Exercise prompt: Please retype the records below verbatim, only the stretch from the line containing "If any white bowl" through the end of the records.

--- Begin Extracted data ---

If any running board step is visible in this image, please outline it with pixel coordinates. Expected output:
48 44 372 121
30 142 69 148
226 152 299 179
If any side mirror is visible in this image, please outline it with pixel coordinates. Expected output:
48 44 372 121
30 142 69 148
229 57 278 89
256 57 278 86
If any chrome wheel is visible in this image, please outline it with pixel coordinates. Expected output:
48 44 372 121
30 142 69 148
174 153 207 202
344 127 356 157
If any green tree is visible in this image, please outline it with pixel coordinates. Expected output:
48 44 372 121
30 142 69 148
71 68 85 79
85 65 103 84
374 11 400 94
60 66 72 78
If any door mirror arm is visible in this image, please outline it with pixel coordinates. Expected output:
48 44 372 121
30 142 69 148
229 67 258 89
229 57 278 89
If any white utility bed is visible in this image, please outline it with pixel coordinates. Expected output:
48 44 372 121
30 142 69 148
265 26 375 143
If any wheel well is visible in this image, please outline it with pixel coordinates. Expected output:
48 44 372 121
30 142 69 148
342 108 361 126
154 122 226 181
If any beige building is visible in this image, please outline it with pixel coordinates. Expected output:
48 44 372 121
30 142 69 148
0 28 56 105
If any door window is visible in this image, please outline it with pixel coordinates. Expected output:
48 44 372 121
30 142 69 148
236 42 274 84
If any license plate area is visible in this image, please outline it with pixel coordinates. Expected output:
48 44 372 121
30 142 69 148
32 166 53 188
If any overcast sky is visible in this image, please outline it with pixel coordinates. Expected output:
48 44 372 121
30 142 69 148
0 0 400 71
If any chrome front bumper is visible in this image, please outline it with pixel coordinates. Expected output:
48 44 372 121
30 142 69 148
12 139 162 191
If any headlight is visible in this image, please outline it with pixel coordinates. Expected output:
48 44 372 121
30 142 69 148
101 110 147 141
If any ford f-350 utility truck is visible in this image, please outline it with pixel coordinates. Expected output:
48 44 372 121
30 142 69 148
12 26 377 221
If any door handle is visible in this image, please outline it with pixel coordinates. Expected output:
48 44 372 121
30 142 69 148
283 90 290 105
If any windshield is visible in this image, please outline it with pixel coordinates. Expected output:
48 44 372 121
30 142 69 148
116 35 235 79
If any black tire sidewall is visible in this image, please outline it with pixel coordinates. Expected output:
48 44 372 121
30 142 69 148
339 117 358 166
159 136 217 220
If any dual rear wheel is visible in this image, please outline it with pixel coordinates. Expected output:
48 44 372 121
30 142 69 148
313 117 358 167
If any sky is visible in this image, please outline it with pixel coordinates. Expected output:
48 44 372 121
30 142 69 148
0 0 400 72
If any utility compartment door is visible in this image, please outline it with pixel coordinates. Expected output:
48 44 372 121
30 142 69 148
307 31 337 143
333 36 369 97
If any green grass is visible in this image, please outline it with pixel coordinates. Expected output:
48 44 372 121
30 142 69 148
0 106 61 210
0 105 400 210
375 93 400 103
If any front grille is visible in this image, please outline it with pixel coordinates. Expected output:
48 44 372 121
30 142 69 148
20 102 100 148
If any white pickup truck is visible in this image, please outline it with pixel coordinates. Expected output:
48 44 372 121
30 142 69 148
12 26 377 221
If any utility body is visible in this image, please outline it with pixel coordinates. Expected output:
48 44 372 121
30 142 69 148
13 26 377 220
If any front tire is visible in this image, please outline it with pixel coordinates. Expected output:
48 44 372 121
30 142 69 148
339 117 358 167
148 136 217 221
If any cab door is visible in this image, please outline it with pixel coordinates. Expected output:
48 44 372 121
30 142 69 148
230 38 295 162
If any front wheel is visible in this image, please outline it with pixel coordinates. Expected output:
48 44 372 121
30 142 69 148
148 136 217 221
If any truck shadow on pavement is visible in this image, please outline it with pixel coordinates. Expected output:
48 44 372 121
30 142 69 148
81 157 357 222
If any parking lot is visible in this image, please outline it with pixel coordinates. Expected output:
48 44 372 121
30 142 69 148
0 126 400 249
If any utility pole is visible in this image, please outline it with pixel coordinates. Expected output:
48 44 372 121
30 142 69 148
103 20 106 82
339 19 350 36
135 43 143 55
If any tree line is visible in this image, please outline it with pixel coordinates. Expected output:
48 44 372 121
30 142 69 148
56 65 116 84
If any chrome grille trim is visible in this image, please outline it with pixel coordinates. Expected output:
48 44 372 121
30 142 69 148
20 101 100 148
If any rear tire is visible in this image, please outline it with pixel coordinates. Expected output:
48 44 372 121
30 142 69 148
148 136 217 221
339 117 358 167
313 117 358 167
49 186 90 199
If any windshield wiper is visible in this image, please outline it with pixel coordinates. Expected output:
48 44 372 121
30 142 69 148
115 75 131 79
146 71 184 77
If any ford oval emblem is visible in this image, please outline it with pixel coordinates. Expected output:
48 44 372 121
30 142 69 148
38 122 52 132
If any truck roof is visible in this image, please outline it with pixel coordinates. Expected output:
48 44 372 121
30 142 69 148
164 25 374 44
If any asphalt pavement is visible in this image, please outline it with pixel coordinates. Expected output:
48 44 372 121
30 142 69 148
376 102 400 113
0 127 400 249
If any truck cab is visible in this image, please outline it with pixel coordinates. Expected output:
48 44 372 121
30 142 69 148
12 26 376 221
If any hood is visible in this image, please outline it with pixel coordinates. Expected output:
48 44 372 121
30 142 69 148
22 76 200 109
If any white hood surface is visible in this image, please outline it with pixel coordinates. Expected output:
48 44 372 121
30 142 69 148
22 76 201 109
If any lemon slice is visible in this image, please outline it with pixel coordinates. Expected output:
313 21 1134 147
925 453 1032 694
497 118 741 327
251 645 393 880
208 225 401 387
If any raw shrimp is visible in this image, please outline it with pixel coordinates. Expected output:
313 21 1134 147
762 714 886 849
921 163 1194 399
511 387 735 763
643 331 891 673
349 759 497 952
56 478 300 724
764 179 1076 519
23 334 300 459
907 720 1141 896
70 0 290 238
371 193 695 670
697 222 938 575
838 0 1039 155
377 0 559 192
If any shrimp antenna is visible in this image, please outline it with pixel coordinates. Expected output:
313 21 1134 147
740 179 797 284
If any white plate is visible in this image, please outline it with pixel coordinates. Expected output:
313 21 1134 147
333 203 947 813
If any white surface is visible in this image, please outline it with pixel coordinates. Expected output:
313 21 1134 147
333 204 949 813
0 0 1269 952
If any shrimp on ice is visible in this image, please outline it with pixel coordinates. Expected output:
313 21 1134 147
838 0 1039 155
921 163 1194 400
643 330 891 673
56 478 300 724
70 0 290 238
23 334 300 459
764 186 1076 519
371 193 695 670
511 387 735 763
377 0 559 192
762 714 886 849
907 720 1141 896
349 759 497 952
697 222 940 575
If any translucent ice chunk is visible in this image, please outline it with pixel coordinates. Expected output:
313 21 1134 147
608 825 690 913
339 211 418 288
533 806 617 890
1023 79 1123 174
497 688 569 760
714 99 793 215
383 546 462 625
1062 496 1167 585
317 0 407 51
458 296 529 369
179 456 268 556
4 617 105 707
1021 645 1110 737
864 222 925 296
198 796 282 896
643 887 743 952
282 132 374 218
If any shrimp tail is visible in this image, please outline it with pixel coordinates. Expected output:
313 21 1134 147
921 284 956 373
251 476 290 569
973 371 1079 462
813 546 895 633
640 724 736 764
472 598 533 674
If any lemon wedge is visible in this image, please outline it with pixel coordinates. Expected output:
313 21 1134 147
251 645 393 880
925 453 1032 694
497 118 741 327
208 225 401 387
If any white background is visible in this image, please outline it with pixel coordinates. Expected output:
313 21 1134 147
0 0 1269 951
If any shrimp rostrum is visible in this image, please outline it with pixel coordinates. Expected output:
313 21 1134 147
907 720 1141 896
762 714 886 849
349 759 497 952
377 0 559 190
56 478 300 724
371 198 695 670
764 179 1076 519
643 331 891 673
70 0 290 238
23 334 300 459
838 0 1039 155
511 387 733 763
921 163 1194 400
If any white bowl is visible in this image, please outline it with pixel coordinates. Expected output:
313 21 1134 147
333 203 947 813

--- End Extracted data ---

Solution for this task:
If any white bowl is visible in this image, please outline it with pixel coordinates. Expected output:
313 21 1134 147
333 203 947 813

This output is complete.